• **Direction**: Copy out the stretch of the records below, from the start through the line containing "x=1098 y=200", reproducing every line character for character.

• **Material for this task**:

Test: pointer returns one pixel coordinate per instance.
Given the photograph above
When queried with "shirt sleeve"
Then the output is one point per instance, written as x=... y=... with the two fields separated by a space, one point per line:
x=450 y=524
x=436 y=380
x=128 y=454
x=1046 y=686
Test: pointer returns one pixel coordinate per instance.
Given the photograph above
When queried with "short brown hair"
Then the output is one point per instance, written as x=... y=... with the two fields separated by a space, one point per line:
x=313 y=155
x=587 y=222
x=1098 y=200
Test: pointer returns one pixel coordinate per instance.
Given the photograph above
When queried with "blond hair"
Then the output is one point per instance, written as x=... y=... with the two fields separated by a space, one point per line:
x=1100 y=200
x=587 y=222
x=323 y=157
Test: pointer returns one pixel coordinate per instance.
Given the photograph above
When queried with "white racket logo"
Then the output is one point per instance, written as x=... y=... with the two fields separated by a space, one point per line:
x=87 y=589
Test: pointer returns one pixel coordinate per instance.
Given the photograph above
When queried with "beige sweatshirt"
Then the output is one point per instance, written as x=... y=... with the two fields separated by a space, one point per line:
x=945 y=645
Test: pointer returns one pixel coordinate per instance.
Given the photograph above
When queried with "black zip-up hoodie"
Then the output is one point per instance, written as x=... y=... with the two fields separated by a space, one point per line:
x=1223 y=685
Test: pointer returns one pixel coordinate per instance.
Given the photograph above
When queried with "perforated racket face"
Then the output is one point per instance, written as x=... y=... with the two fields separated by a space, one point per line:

• **Written solution**:
Test: pointer returns one pixel coordinate per instance.
Given the photograph above
When queried with "shirt sleeve"
Then the output is one point per instance, written as x=... y=... with the two fields separated by a space, one point per line:
x=450 y=524
x=436 y=380
x=128 y=454
x=1046 y=686
Test: pointer returns one pixel coordinate per instance.
Given the photograph above
When queried with "short brown hair"
Then the output is one point per instance, written as x=... y=... with the two fields separated by a space, one point per line:
x=313 y=155
x=587 y=222
x=1098 y=200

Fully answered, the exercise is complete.